start

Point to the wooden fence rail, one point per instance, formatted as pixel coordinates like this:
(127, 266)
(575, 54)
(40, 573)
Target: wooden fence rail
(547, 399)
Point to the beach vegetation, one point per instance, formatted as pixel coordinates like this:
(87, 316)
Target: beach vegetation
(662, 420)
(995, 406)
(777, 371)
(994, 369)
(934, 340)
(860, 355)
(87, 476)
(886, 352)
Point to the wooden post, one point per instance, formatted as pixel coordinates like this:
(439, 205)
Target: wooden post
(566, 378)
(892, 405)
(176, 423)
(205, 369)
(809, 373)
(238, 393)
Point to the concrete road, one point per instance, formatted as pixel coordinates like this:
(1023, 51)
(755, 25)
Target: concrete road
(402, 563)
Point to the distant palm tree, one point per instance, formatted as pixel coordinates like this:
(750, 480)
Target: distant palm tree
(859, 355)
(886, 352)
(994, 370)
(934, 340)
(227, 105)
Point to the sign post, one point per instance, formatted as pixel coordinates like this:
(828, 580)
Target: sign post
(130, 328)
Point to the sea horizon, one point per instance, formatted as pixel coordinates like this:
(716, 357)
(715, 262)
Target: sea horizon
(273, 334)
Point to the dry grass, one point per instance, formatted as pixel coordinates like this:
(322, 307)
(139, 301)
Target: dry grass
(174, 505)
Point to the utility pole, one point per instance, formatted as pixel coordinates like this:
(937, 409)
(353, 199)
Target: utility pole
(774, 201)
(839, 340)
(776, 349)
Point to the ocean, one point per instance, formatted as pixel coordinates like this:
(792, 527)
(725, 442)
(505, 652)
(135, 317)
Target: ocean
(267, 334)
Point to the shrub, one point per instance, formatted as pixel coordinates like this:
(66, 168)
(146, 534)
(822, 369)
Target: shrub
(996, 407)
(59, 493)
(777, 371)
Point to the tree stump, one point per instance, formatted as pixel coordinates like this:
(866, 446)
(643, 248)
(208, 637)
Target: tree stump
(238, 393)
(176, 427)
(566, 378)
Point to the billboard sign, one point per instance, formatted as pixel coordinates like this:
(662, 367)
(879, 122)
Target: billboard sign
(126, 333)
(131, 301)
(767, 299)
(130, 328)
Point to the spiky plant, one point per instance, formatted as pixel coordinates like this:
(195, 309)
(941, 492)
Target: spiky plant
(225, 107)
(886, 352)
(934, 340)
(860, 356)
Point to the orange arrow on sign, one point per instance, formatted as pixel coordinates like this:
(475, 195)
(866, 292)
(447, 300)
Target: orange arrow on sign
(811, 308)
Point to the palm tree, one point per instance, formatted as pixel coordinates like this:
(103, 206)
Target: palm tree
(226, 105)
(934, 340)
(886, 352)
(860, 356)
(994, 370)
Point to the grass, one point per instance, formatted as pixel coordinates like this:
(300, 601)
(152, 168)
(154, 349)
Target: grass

end

### Problem description
All of the data must be returned exactly.

### Expected output
Point to the wooden fence rail, one point per instance, formatted as pixel coordinates like this:
(127, 266)
(575, 54)
(40, 573)
Target: wooden fence rail
(547, 399)
Point to the beach vegetation, one point per instance, formatted as pixel coordinates like this:
(87, 316)
Target: beach vegetation
(662, 420)
(995, 406)
(777, 371)
(994, 369)
(934, 340)
(860, 355)
(87, 476)
(886, 352)
Point to the wooden post, one point per instance, formatted as pixel coordinates like this:
(439, 205)
Target: wooden post
(566, 378)
(892, 405)
(176, 423)
(205, 369)
(809, 373)
(238, 393)
Point to the concrete road, one point per instance, formatted as pixel coordinates like this:
(1023, 51)
(755, 25)
Target: concrete road
(402, 563)
Point to the distant palm tree, one point per instance, formatted as pixel coordinates like this:
(750, 480)
Target: distant palm tree
(859, 355)
(886, 352)
(994, 370)
(934, 340)
(227, 105)
Point to the sign post, one point per instance, formatted as pixel coordinates like this:
(828, 580)
Target: sign post
(130, 328)
Point to the sea horizon, one point per instance, formatted as pixel coordinates like this:
(716, 357)
(715, 262)
Target: sea horizon
(273, 334)
Point to the dry grass, one point per instance, formatted as pixel coordinates like this:
(322, 307)
(139, 301)
Target: dry grass
(174, 505)
Point to the utility pole, one point per instance, formatted as pixel coordinates like this:
(937, 409)
(353, 199)
Target: utility pole
(774, 201)
(839, 340)
(776, 349)
Point to the ocean, one point per instance, formatted as pixel coordinates like this:
(792, 527)
(725, 442)
(505, 652)
(135, 317)
Target: ocean
(267, 334)
Point to the shrub, one point per instance, formatted as pixel coordinates like this:
(66, 168)
(146, 534)
(822, 369)
Target: shrub
(996, 407)
(59, 493)
(777, 371)
Point to the tree stump, one point per instance, formatted as pixel coordinates like this:
(866, 446)
(643, 248)
(208, 637)
Target: tree stump
(238, 393)
(176, 427)
(566, 378)
Point to the billboard sign, one point per instance, formatted as pixel coordinates like this:
(662, 367)
(879, 122)
Target: billboard sign
(126, 333)
(131, 301)
(767, 299)
(130, 328)
Point to the spiky plant, one point per instance, formatted as pixel coordinates like this:
(195, 309)
(941, 492)
Target: spiky plant
(225, 107)
(886, 352)
(934, 340)
(860, 356)
Point to the orange arrow on sign, one point per instance, formatted as pixel coordinates like this:
(475, 195)
(866, 292)
(447, 300)
Target: orange arrow on sign
(811, 308)
Point to the palm tree, one point per instance, formatted as pixel coordinates like this:
(103, 206)
Target: palm tree
(226, 105)
(934, 340)
(886, 352)
(860, 356)
(994, 370)
Point to the grass, one point per instance, formatted as pixel coordinates like this:
(300, 601)
(152, 168)
(154, 349)
Target: grass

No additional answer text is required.